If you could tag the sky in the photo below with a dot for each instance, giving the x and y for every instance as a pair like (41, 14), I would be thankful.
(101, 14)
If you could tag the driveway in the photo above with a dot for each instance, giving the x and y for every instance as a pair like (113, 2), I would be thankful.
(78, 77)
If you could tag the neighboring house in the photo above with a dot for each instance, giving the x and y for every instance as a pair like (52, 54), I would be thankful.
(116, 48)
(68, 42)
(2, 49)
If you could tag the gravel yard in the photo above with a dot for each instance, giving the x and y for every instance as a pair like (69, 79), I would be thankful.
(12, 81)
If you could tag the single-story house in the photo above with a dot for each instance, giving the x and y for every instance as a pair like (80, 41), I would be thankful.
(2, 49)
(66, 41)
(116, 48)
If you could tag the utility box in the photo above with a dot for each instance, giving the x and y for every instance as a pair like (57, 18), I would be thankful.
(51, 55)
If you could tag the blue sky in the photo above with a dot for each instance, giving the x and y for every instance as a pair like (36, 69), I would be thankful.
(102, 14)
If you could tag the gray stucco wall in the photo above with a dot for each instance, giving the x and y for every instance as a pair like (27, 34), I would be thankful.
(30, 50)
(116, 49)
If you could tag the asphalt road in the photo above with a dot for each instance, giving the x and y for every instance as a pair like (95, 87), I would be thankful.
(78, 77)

■ ■ ■ ■

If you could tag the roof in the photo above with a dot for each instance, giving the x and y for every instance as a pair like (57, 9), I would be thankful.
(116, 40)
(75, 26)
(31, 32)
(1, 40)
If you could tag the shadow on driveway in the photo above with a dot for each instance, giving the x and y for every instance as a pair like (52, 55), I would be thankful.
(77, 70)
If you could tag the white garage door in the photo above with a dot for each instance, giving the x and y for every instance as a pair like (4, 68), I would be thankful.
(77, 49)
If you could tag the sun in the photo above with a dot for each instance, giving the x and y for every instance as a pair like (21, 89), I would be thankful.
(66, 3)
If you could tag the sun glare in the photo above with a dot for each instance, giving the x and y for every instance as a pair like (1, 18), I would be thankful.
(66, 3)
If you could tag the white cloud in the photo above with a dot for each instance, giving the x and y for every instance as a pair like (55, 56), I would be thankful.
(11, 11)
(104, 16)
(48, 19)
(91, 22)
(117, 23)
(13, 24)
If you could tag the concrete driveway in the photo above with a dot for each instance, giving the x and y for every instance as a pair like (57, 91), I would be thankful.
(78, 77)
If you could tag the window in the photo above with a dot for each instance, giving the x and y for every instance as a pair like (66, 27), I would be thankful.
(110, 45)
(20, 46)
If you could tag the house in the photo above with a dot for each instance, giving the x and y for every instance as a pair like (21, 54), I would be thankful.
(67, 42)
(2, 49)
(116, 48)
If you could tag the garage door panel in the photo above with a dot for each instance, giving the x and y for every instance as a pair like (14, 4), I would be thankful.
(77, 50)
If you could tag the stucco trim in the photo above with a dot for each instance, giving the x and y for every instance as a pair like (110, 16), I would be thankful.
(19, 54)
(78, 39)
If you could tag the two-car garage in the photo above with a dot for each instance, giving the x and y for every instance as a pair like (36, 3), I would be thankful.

■ ■ ■ ■

Challenge
Update the items from the line with "If you could tag the concrete" to the line with "If you could tag the two-car": write those lines out again with "thankful" changed to "grateful" wherever it occurs, keeping everything else the same.

Full answer
If you could tag the concrete driveway in the photo above with a dot for each instance, giving the x and y for every instance as a pair like (57, 91), I would be grateful.
(78, 77)
If you could tag the window in the photo above with a dot for each instance, giving the x and y for every instance as a pair like (66, 27), I would be grateful.
(110, 45)
(20, 46)
If you could tag the house in the photo above with a dot for each instance, giving the x and y for every instance as a pair like (21, 54), I would be grateful.
(67, 42)
(2, 49)
(116, 48)
If you could tag the garage door panel in the photo above with a dot for each instance, giving the x and y for every instance as a pair like (14, 4), I would be grateful.
(77, 50)
If you could tag the stucco trim in the photo above with a dot for each instance, giving the x and y for every instance as a pair like (110, 16), I would be grateful.
(19, 54)
(78, 39)
If you could tag the two-car garage in the photo above with a dot for each instance, giving the x and y for every instance as a pair like (36, 3), I would be grateful.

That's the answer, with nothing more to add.